### [TRECHO CITADO]

------------------------------------

Vazamento de petróleo na Baía de Guanabara completa 20 anos e pescadores ainda não receberam suas indenizações
Na época, 1,3 milhão de litros de óleo combustível vazaram no mar
Por Daniel Magalhães*
Há vinte anos, as águas da Baía de Guanabara escureceram. O mar já poluído ficou mais denso e negro. A vida marinha, que no local já era pouca, morreu aos poucos enquanto a mancha negra e pesada se espalhava pela enseada. Na madrugada do dia 18 de janeiro de 2000, um duto da Petrobrás que ligava a Refinaria Duque de Caxias (Reduc) ao terminal Ilha d’Água, na Ilha do Governador, se rompeu e 1,3 milhão de litros de óleo combustível vazaram pela Baía de Guanabara, espalhados em uma mancha de 40 km². O vazamento ficou conhecido como um dos maiores desastres ambientais da história do país. Além do prejuízo ambiental, foram contabilizados problemas econômicos, sobretudo aos que dependiam da pesca no mar e nos mangues que circundam a Baía.
Dois meses após o vazamento, a Federação dos Pescadores do Rio de Janeiro (Feperj) entrou com uma ação coletiva na Justiça e cobrou danos materiais por cada um dos cerca de 12 mil pescadores afetados. O valor pedido na época era de R$ 60 mil a R$ 90 mil de indenização por pessoa.
Hoje, duas décadas após a tragédia ecológica, os pescadores e suas famílias prejudicadas pelo vazamento pouco foram ajudados. E, em meio a indenizações e inúmeras promessas de despoluição das águas da baía, pouco foi feito para reparar os danos do vazamento histórico. Em dezembro de 2019, depois de quase vinte anos do ocorrido, a Petrobrás, em acordo com a Feperj, estipulou uma indenização de R$ 7,7 mil para cada uma das 12.180 pessoas afetadas. O coletivo Pescadores por Dignidade, porém, não concorda com o acordo. Em janeiro deste ano, o coletivo participou de uma audiência pública convocada na Câmara Municipal de Niterói, pedindo um novo valor para indenização e uma revisão da lista de pescadores beneficiados. Segundo o movimento, a Petrobrás e a Feperj reduziram de 10 anos para 45 dias o valor base do pagamento das indenizações e decidiram o valor de R$ 7 mil sem levar em consideração a opinião dos pescadores. O coletivo também alega que há fraudes e pessoas que não foram afetadas pelo desastre estão incluídas na lista de indenizados, enquanto pescadores prejudicados não receberão suas indenizações.

------------------------------------

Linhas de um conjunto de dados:

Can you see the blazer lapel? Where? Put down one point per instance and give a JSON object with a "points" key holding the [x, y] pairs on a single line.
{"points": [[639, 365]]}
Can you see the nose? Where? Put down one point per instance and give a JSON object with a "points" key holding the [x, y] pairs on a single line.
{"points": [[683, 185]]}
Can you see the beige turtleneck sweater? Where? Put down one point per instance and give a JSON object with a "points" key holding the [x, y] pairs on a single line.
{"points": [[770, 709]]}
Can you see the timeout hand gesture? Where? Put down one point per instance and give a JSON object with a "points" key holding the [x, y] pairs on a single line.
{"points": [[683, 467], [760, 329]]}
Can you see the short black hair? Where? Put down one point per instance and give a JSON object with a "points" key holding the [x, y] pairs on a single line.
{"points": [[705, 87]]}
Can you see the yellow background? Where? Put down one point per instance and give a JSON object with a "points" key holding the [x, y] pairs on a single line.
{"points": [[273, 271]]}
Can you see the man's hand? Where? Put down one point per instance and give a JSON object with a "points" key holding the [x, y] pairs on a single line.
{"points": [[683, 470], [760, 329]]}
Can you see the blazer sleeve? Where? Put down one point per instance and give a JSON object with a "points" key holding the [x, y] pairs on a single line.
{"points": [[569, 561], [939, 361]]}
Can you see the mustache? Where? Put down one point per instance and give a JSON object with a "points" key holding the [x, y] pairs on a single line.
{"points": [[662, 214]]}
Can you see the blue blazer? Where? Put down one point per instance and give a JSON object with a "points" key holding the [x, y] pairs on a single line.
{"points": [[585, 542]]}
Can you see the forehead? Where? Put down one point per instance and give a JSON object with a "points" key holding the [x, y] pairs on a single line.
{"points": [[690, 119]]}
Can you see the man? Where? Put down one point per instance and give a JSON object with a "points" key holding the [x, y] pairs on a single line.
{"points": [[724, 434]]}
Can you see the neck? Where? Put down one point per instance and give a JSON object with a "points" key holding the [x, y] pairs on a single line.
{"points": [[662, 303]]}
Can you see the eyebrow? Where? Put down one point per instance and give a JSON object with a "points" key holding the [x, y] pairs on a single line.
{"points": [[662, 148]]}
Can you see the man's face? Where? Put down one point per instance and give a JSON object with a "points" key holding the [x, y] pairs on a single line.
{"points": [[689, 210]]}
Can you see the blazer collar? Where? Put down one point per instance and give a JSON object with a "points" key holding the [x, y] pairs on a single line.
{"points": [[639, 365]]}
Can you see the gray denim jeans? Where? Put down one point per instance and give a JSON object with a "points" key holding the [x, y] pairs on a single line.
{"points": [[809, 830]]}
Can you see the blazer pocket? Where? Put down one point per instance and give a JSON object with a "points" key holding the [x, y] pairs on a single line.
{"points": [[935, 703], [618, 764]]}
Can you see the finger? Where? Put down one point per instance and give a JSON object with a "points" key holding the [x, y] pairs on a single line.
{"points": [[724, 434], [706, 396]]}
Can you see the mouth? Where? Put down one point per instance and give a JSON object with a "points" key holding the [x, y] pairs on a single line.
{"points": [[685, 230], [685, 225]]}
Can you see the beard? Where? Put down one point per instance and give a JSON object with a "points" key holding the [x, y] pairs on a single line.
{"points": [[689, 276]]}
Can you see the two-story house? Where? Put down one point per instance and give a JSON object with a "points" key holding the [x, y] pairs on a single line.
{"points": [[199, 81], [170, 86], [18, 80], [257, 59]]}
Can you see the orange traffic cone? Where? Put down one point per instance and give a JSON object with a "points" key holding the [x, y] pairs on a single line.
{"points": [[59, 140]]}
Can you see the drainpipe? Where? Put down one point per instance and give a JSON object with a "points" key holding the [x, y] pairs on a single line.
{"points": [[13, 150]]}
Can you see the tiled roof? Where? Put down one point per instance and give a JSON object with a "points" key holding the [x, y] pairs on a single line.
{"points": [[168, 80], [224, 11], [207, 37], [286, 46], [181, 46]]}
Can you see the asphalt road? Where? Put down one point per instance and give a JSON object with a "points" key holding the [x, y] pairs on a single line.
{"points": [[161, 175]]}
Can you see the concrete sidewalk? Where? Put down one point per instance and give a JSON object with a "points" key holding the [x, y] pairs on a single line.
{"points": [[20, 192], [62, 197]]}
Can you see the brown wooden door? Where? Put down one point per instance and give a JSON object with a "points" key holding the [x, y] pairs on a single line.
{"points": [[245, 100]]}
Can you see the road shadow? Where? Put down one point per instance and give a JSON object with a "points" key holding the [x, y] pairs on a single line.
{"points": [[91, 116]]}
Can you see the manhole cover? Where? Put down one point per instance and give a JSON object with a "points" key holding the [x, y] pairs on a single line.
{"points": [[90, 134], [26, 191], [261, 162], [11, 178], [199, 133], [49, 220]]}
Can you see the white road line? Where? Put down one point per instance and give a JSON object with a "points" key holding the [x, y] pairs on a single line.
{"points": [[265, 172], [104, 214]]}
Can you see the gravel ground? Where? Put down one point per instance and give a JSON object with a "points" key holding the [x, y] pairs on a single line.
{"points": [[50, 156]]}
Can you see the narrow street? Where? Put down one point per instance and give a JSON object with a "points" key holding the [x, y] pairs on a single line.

------------------------------------

### [TAREFAS]
1. Explique, em uma a três frases, por que o coletivo Pescadores por Dignidade não concorda com o acordo descrito na reportagem sobre o vazamento na Baía de Guanabara.
2. Transcreva da reportagem sobre o vazamento na Baía de Guanabara tudo o que vai de "Dois meses após" até "indenização por pessoa.".
3. Escreva a continuação da reportagem sobre o vazamento na Baía de Guanabara a partir do ponto em que ela termina.

### [RESPOSTAS EM ORDEM]
1. O coletivo alega que a Petrobrás e a Feperj reduziram de 10 anos para 45 dias o valor base do pagamento das indenizações e decidiram o valor sem levar em consideração a opinião dos pescadores. Afirma também que há fraudes, pois pessoas não afetadas pelo desastre estão na lista de indenizados, enquanto pescadores prejudicados não receberão suas indenizações.

2.
Dois meses após o vazamento, a Federação dos Pescadores do Rio de Janeiro (Feperj) entrou com uma ação coletiva na Justiça e cobrou danos materiais por cada um dos cerca de 12 mil pescadores afetados. O valor pedido na época era de R$ 60 mil a R$ 90 mil de indenização por pessoa.

3.
A discordância com o acordo feito entre a Petrobrás e a Feperj não é unanimidade somente no coletivo Pescadores por Dignidade. Em São Gonçalo, a Associação de Pesca e Moradores da Ilha de Itaoca também reivindica uma revisão na lista de indenizações e cobram da estatal mais ações que reparem o dano causado pelo vazamento que completou vinte anos em janeiro. Assim como o coletivo Pescadores por Dignidade, a associação de Itaoca diz que há erros grotescos na lista de indenizações, como nomes iguais e pessoas que tinham cinco, seis anos de idade na época do vazamento. “Eu mesma dei uma olhada na lista com o nome dos pescadores que a FEPERJ diz que tem o direito de receber essa indenização e eu detectei vários erros. Pessoas que na época [do vazamento] tinham quatro, cinco anos de idade, nascidos em 1994. Pessoas que na época já tinham mais de 80 anos e que hoje não vivem mais, mas o nome está na lista. Também tem vários nomes com os mesmos documentos.”, disse a representante da Associação de Pesca e Moradores da Ilha de Itaoca, Jacqueline da Silva.
Outro motivo de descontentamento dos pescadores seria as indenizações a curto prazo que a Petrobrás concedeu aos pescadores alguns poucos meses após o vazamento do óleo que se espalhou por 23 praias da Região Metropolitana, além da área de preservação ambiental de Guapimirim. Com a proibição de atividades de pesca durante um período de 45 dias, a estatal se comprometeu, na época, a pagar um valor equivalente aos dias em que os pescadores não puderam exercer suas atividades. Além da quantia em dinheiro, a Petrobrás, por meio de cadastro, concedeu cestas básicas aos pescadores que, segundo Jacqueline, foram encontrados ‘nas beiras das praias’. Porém, o dinheiro relativo ao período que os pescadores não puderam entrar no mar não foi igual para todos, sendo o valor correspondente aos diferentes tipos de serviço feitos por cada um dos pescadores e uma estimativa do quanto eles conseguiam com a pesca. Na época, a quantia variava entre R$ 150 e R$ 500 e, segundo a última triagem da estatal feita no período de 45 dias de proibição das atividades, 5.217 pescadores do total de 12 mil prejudicados pelo óleo receberam as ajudas de custo.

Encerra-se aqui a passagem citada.